• [DOCUMENT]
════════════════════
Steve Kerrison writes "Intel's keen to show off its up-coming 45nm Penryn Core 2 CPU. HEXUS had some hands on time with the new processor to get an idea of how well it will perform once its released: 'Intel's new 45nm Penryn core adds more than just a clock and FSB hike, so much so that even a dual-core Penryn is able to beat out a quad-core QX6800 under certain circumstances.'"

14 of 124 comments (clear)

  1. I really wanted to read that.... by Churla · · Score: 2, Insightful

    But the combination of trying to find how to easily get to the real article while also fighting "Intellitext" ads proved too much for me. I am a weak weak man.

    --
    I'm a fiscal conservative, it's a pity we don't have a political party anymore
    1. Re:I really wanted to read that.... by Anonymous Coward · · Score: 1, Insightful

      Not just the infuriating ads... look at the frigging article content.

      It's utterly clueless. The interpretations are irresponsible guesswork, and often go flat out wrong. Wish I had the time right now to list the major factual errors there -- fortunately they outright glare at any (even remotely informed) reader. Outside the mistakes, this "review" boils down to just a mix of buzzword bingo and PR handout paraphrasing, the most gaping holes in the author's compherehension carpeted over with tiring "hip and cool" style (when the author has nothing even seemingly informative to say).

      The related Hexus article about Penryn's and Nehalem's new features is even more horrible crapola.

      Haven't visited Hexus in a while. This piece was alarming, if representative of their standard nowadays.
════════════════════
• [RECORDS SHOWN]
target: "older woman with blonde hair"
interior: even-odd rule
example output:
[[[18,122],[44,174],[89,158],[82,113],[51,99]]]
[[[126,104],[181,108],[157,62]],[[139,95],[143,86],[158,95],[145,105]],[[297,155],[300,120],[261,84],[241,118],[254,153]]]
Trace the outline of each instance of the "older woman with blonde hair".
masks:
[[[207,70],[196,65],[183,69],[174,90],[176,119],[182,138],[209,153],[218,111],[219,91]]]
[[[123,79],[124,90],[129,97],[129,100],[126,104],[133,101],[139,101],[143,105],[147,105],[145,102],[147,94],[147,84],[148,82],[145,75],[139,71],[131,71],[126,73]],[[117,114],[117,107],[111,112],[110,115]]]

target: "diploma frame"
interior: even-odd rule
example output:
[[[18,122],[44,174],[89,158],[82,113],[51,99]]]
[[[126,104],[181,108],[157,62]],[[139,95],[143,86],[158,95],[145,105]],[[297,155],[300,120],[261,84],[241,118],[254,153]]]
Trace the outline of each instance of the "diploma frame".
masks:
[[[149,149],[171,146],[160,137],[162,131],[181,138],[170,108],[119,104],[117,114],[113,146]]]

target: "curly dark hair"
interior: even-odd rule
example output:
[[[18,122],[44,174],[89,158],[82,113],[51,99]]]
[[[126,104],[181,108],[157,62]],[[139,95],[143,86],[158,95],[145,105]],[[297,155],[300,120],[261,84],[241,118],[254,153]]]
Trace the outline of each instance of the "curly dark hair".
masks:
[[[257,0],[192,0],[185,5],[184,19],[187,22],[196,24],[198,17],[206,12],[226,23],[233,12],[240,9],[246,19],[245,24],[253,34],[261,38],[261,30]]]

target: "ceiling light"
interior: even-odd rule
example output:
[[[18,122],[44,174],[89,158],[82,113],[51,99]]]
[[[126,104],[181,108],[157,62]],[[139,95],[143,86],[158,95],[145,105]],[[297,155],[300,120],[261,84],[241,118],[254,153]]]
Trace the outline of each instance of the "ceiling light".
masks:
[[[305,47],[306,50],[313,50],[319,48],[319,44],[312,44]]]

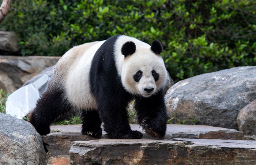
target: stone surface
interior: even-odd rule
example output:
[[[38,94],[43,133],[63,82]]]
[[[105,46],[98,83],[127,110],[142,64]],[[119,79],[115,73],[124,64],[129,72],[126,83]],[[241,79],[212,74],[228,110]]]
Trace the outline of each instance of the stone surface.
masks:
════════════════════
• [TASKS TO CARRY OUT]
A – Transcribe the passage in the Penryn discussion between "Not just the" and "informative to say).", inclusive.
B – Go on with the discussion of Intel's Penryn processor from the point where it ends.

• [PER-TASK OUTPUTS]
A –
Not just the infuriating ads... look at the frigging article content.

      It's utterly clueless. The interpretations are irresponsible guesswork, and often go flat out wrong. Wish I had the time right now to list the major factual errors there -- fortunately they outright glare at any (even remotely informed) reader. Outside the mistakes, this "review" boils down to just a mix of buzzword bingo and PR handout paraphrasing, the most gaping holes in the author's compherehension carpeted over with tiring "hip and cool" style (when the author has nothing even seemingly informative to say).

B –
  2. Always Suspicious of These by segedunum · · Score: 4, Insightful

    I wonder what under certain circumstances, means because I couldn't gather it from the article. Also, they simply looked at some systems pre-configured by Intel. Not great.

    1. Re:Always Suspicious of These by plasmacutter · · Score: 1, Insightful

      this reminds me of the core2 duo upgrade to the macbook (and MBP) lines claiming leaps and bounds greater performance from the cpu... when in reality that performance is because the C2D series have double the cash of the CD series (at least on mac platforms).

      --
      VLC FOR MAC IS DYING! IF YOU DEVELOP, PLEASE SAVE IT!!
    2. Re:Always Suspicious of These by Ngarrang · · Score: 3, Insightful

      As with all computing benchmarks, YMMV.

      There are applications where CPU speed is a marginal component of the speed. Some apps require large memory to run correctly, or fast disk access, or fast graphics access.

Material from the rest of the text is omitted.